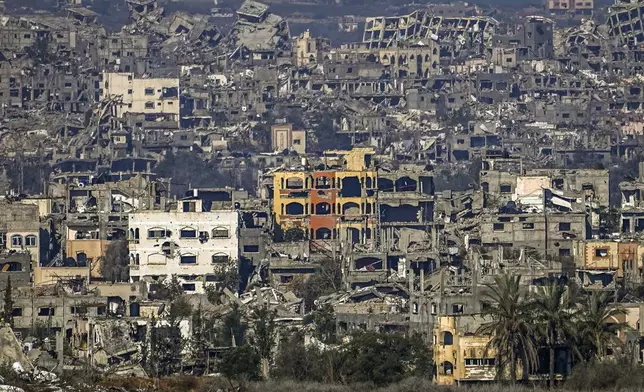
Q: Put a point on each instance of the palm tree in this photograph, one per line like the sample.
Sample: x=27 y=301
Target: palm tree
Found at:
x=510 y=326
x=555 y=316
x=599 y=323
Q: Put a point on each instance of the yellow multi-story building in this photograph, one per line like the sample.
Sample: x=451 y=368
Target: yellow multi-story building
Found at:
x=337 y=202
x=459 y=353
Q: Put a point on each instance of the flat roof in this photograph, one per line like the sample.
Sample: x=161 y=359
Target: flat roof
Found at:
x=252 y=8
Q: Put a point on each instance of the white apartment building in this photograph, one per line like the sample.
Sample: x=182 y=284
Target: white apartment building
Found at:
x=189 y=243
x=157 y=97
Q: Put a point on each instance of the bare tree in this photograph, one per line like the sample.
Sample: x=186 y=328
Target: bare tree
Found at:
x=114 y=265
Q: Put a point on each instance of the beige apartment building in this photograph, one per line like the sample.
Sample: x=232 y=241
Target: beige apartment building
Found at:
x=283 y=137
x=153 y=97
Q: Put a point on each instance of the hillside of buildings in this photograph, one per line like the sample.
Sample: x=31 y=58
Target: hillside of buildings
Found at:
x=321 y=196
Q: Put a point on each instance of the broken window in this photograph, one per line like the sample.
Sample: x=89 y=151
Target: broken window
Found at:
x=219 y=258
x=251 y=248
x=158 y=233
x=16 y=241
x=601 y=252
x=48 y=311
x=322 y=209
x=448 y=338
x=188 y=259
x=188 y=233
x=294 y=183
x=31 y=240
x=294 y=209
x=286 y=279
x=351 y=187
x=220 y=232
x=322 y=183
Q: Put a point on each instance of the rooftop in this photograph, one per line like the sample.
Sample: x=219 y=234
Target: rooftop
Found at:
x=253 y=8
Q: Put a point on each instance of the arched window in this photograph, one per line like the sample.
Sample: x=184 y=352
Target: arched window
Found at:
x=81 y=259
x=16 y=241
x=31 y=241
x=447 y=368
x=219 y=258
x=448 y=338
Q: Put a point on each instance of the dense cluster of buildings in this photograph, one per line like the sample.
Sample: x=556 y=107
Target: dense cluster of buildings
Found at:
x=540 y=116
--------
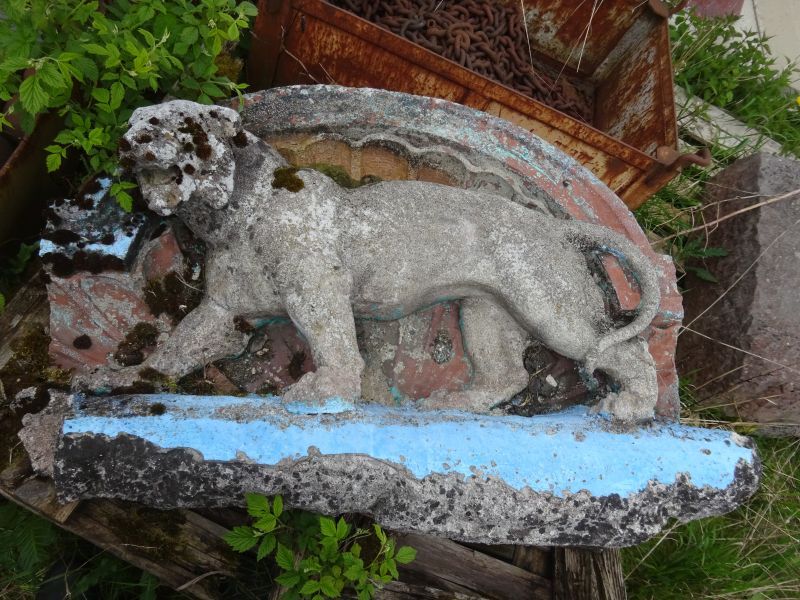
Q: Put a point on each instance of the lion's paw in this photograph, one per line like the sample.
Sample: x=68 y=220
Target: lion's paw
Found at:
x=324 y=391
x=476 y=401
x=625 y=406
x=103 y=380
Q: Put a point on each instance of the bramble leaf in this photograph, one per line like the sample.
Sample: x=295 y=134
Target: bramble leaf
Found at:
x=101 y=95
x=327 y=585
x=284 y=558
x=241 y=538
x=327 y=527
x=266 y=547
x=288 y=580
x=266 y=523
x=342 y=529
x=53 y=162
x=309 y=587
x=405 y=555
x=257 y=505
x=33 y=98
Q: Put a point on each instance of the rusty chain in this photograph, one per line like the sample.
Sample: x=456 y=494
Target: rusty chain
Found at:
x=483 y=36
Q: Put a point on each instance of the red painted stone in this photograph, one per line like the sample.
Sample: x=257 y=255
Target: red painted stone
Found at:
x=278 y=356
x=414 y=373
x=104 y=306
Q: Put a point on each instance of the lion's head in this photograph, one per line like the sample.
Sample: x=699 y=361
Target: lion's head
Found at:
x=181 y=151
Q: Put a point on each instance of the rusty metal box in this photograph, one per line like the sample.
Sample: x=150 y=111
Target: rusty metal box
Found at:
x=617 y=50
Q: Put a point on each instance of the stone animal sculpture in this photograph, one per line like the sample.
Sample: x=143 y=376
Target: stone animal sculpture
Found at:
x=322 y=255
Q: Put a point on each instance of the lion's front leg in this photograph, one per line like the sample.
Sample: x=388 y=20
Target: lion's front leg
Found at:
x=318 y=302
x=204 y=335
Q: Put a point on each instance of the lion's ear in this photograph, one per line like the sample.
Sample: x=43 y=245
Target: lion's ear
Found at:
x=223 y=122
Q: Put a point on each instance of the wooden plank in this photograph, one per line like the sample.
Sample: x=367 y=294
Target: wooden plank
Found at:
--------
**Do this**
Change "palm tree" to "date palm" in everything from the line containing "Q: Put a point on each instance of the palm" down to the line containing "x=599 y=323", and write out only those lines again with nothing else altered.

**Solution for this exercise**
Q: Put a point on each instance of the date palm in this photograph, one per line like the sample.
Sample: x=27 y=301
Target: date palm
Found at:
x=510 y=326
x=555 y=316
x=599 y=323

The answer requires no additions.